[What is required] The answer must be exactly the lines from the one containing "Indicate the leafy" through the end of the material, with both ends kept and no other lines.

[Given records]
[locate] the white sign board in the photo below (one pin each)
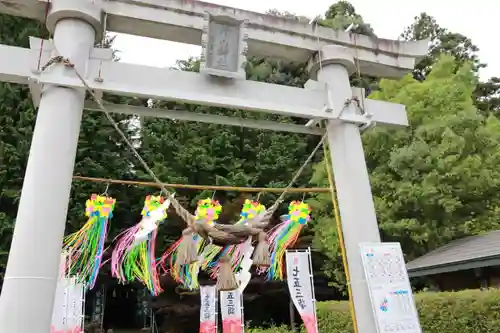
(231, 305)
(299, 279)
(390, 290)
(208, 315)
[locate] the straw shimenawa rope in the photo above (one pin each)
(216, 233)
(206, 187)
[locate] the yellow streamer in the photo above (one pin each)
(338, 222)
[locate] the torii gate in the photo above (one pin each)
(30, 281)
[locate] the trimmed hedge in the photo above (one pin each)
(469, 311)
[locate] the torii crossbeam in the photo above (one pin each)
(77, 24)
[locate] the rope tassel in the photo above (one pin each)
(87, 244)
(183, 256)
(285, 235)
(134, 255)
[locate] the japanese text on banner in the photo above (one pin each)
(299, 279)
(208, 322)
(231, 311)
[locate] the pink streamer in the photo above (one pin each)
(208, 327)
(70, 330)
(126, 239)
(310, 323)
(232, 325)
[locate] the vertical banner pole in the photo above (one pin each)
(311, 275)
(208, 309)
(242, 313)
(301, 286)
(292, 314)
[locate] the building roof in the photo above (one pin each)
(466, 253)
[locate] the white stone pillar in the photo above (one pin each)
(29, 286)
(359, 223)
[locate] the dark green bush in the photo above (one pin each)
(469, 311)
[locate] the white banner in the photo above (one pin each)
(231, 304)
(299, 279)
(390, 290)
(67, 316)
(208, 315)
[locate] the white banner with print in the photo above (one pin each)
(231, 304)
(67, 316)
(208, 315)
(299, 279)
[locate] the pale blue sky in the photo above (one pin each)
(474, 19)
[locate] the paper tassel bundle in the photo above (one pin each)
(182, 257)
(285, 234)
(234, 253)
(86, 246)
(134, 255)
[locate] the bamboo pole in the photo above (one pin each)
(204, 187)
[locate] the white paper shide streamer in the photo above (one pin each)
(299, 279)
(208, 315)
(231, 311)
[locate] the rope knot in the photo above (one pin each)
(58, 60)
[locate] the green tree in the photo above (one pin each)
(435, 181)
(341, 15)
(443, 41)
(100, 154)
(17, 118)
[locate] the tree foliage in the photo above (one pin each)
(443, 41)
(434, 182)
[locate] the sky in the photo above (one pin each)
(474, 19)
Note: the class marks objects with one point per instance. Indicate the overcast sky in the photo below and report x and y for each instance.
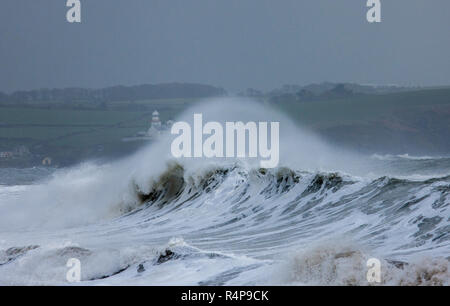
(234, 44)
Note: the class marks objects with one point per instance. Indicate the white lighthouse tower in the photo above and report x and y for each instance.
(155, 125)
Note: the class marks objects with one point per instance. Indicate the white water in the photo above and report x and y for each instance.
(314, 220)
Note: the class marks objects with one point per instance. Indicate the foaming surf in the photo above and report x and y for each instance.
(151, 219)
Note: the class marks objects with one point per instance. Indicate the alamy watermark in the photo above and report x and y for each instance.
(190, 141)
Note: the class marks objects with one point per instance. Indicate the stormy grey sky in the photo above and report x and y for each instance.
(230, 43)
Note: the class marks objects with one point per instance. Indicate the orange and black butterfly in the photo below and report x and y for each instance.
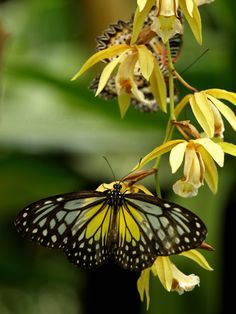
(121, 224)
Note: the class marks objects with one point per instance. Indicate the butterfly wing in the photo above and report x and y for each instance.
(76, 222)
(151, 227)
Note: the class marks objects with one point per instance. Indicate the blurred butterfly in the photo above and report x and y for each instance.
(121, 33)
(121, 224)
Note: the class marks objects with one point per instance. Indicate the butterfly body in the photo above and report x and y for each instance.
(94, 227)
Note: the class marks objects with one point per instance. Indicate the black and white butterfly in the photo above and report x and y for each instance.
(93, 228)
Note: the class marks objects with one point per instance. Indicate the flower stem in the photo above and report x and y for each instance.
(187, 85)
(169, 127)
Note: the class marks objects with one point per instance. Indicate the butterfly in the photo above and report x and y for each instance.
(121, 33)
(121, 224)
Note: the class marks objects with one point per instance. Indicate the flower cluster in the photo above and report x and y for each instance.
(140, 57)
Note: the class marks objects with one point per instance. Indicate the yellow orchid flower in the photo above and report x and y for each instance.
(208, 109)
(199, 157)
(170, 276)
(129, 59)
(167, 22)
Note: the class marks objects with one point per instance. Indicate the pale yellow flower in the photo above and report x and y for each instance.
(170, 276)
(167, 22)
(208, 108)
(129, 59)
(199, 158)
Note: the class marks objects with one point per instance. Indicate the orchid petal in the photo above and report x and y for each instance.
(228, 148)
(146, 62)
(143, 285)
(213, 149)
(222, 94)
(203, 112)
(160, 150)
(225, 111)
(198, 258)
(158, 86)
(162, 268)
(211, 174)
(177, 156)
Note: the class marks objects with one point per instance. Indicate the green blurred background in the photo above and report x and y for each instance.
(53, 134)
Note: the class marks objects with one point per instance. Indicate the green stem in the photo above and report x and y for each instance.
(169, 127)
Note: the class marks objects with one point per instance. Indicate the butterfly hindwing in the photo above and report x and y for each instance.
(92, 227)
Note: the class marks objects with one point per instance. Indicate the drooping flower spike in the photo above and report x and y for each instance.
(208, 108)
(142, 67)
(170, 276)
(199, 157)
(167, 22)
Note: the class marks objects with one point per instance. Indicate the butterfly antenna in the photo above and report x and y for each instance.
(195, 61)
(109, 165)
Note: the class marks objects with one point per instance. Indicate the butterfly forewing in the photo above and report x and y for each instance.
(132, 250)
(73, 222)
(92, 227)
(88, 248)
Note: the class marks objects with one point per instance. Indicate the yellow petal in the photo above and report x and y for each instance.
(124, 102)
(228, 148)
(213, 149)
(203, 112)
(225, 111)
(211, 174)
(222, 94)
(193, 167)
(183, 282)
(139, 19)
(167, 7)
(189, 6)
(160, 150)
(143, 285)
(146, 63)
(163, 269)
(106, 73)
(177, 156)
(158, 86)
(166, 27)
(181, 105)
(100, 55)
(198, 258)
(194, 20)
(184, 189)
(141, 4)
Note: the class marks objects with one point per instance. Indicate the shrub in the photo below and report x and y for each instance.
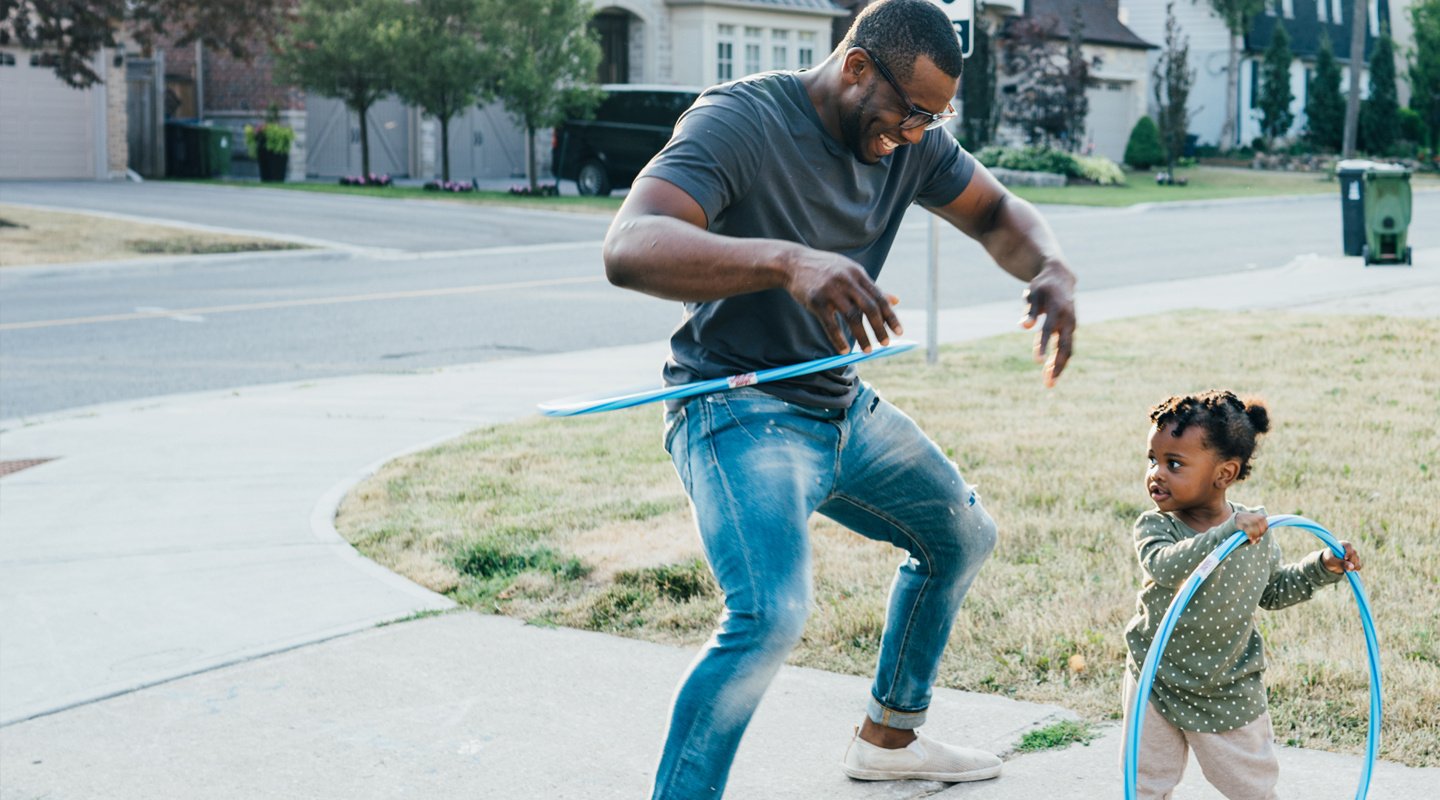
(366, 180)
(451, 186)
(1100, 170)
(1413, 125)
(1030, 160)
(1144, 148)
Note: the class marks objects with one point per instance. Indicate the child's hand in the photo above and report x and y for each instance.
(1254, 525)
(1341, 566)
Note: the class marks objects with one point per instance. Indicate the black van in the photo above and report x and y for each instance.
(630, 127)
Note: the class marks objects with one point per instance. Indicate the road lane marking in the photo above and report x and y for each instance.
(172, 312)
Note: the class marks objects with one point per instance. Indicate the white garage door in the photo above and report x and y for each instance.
(1110, 118)
(46, 128)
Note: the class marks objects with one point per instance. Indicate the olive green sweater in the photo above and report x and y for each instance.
(1210, 675)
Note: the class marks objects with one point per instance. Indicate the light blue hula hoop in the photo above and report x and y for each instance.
(591, 405)
(1152, 658)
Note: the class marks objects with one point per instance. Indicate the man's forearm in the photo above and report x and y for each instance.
(673, 259)
(1018, 239)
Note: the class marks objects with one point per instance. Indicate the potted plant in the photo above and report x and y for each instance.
(268, 143)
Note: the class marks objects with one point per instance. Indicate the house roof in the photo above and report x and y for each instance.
(824, 7)
(1099, 19)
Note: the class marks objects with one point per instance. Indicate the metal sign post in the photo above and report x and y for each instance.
(962, 16)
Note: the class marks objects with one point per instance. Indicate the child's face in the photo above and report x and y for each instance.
(1184, 472)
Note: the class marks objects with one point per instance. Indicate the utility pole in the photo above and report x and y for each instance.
(1358, 20)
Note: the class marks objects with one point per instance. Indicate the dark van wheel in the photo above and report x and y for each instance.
(592, 180)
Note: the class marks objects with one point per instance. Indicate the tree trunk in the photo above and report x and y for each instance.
(445, 147)
(365, 141)
(1229, 133)
(1357, 64)
(530, 158)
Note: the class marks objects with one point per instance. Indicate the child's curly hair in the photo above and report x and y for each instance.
(1231, 425)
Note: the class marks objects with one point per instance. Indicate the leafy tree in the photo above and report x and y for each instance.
(1325, 108)
(344, 49)
(75, 32)
(978, 107)
(1358, 23)
(442, 65)
(1144, 150)
(1424, 66)
(1038, 102)
(1171, 81)
(546, 56)
(1380, 114)
(1077, 76)
(1237, 15)
(1275, 87)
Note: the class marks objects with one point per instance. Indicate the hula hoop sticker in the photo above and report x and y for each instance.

[Expected output]
Note: the class marks objects with one point per instance. Indicate the leafy tree in the photo above and report x and y for each instance.
(1325, 108)
(344, 49)
(75, 32)
(978, 107)
(1358, 23)
(442, 65)
(1144, 150)
(1424, 66)
(1038, 102)
(1171, 81)
(546, 56)
(1380, 114)
(1077, 76)
(1237, 15)
(1275, 87)
Note: the class marks objects with one point per instance. Indicate the hula hoop sticker in the photo above and report x and y for each instance.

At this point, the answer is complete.